Text provided:
★ ★ ★ ★

Saturday, February 28, 2009

"Buy and Hope Investing"



The two graphics above come from John Mauldin's latest weekly newsletter, "Buy and Hope Investing". In it, Mauldin takes Wharton Professor Jeremy Siegel (author of the buy & hold tome Stocks for the Long Run) to task for Siegel's op/ed column in this week's Wall Street Journal ("The S&P Gets Its Earnings Wrong: Stocks are cheaper than they look."). Mauldin also adds some comments about President Obama's budget proposal and some bullish comments about what the longer-term holds. Below are a few excerpts on each of those topics.

On Jeremy Siegel:

Let's be clear. I like Jeremy Siegel. He is a very nice and very smart gentleman. But in his op-ed piece, I think he was talking his book, if you can pardon the pun.

[...]

[L]et me state unequivocally that there are stocks in the S&P 500 that are good values. If you buy them today you will be rewarded in the medium and long run. Don't ask me which ones, because I don't do stocks -- I have enough on my plate looking at investment managers and the economy. But there are value managers who will do well from this point. The fact that they have been hammered by 50% or more in the past year is another story for another letter. (But nearly all of them made the case that "today" was a good time to buy their fund and did so every day for the last year.)

[...]

Stocks that lose money fall in price. That is no mystery. And if you are an index investor, you want to know what the index is going to do, not what just some of the stocks are going to do. If the market cap of Citibank drops by 90%, it is going to affect the index. In Jeremy's system, the positive earnings of Citibank in 2006 would be weighted 10 times more than the losses in 2008. That does not help you assess overall index value going forward.

[...]

Who might want to use such a different weighting methodology? Someone who was committed to buy and hold, has seen their portfolio trashed, and wants to hold on to some hope that their stock is going to come back. Such statistics are a kind of feel-good narcotic for the buy and hope crowd.

For the last 18 months there has been a parade of analysts, mutual fund managers, brokers, and their kin, telling you that stocks are a reasonable value "today." And they trot out "data" (with lots of charts) which supports their position and then ask you to invest "now."

★ ★ ★ ★

Given material:
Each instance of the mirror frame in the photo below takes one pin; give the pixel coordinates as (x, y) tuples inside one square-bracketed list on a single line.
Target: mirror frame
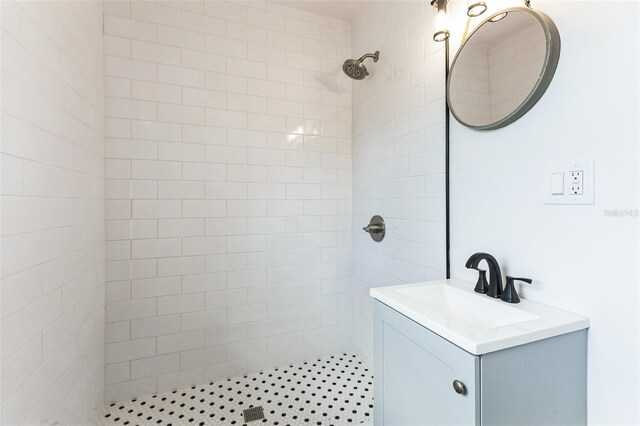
[(552, 56)]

★ ★ ★ ★

Using the post on buy and hope investing, answer these:
(a) In which newspaper did Siegel's op-ed column run?
(b) By how much does the post say value managers have been hammered in the past year?
(c) For how long has the parade of analysts, fund managers, and brokers been calling stocks a reasonable value?

(a) The Wall Street Journal
(b) 50% or more
(c) The last 18 months